━━━ INFORMATION SHOWN ━━━

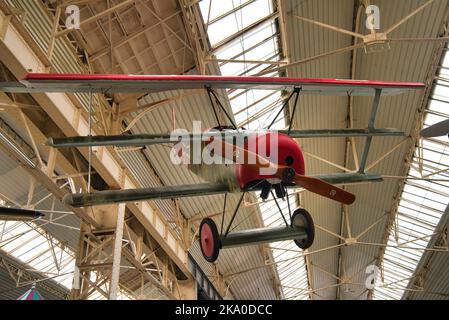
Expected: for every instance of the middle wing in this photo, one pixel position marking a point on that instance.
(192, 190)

━━━
━━━ INFORMATION SHOWN ━━━

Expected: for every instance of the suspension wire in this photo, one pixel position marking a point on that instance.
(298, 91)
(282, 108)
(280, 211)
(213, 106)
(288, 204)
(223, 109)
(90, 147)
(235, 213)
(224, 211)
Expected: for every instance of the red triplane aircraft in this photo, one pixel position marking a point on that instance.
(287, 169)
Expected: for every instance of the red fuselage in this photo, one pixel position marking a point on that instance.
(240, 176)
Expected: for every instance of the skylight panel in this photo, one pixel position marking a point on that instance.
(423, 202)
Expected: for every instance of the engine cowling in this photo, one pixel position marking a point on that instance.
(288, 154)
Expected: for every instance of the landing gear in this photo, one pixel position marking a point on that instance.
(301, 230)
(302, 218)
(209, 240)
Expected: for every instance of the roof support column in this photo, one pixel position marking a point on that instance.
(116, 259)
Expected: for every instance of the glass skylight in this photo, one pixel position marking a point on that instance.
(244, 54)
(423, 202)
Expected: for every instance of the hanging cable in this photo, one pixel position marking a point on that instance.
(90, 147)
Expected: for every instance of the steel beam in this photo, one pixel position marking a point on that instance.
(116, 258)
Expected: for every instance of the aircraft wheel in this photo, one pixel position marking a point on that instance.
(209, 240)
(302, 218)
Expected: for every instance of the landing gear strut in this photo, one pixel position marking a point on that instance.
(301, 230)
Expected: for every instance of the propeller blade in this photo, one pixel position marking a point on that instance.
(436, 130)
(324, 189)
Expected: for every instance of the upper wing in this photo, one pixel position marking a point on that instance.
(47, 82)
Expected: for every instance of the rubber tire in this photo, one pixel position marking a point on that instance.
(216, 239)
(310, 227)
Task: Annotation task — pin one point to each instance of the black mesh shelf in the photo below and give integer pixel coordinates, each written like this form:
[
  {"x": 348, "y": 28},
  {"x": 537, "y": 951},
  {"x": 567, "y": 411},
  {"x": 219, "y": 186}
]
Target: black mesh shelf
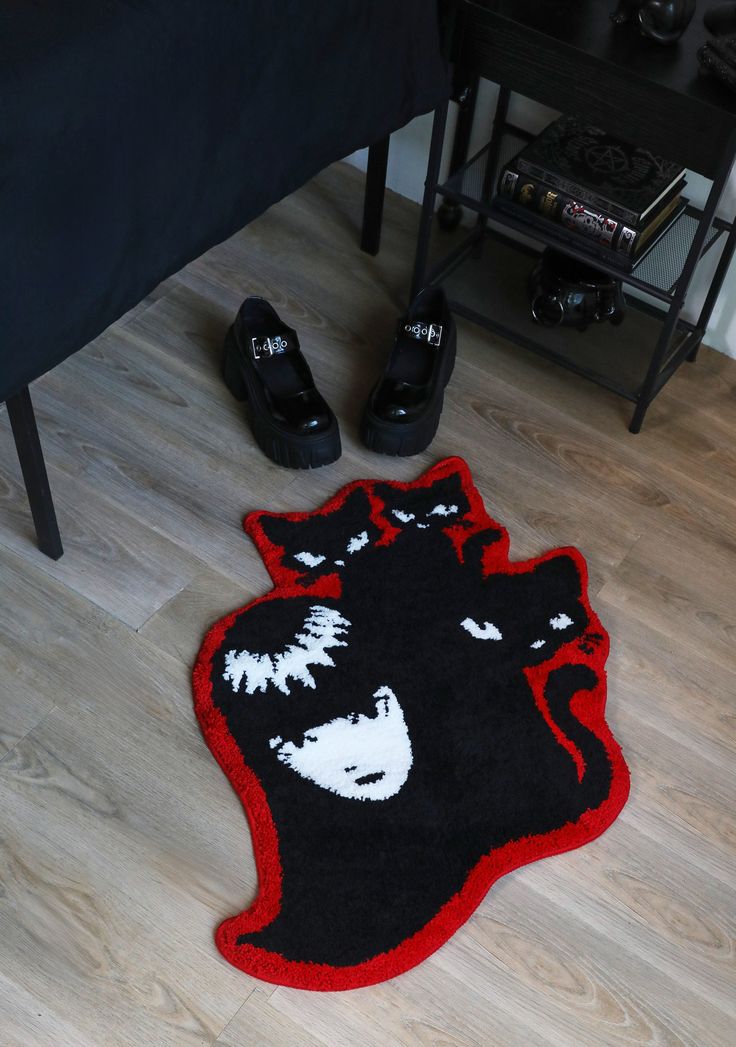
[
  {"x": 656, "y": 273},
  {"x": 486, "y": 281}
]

━━━

WHAT IS EXPECTED: Which lines in the records contain the string "landing"? Report each of those lines in full.

SOLUTION FOR THIS PROBLEM:
Expected: for every instance of the landing gear in this photo, one pixel position marking a point on that instance.
Expected: for every instance of the landing gear strut in this photo, one pixel position marking a point on that instance.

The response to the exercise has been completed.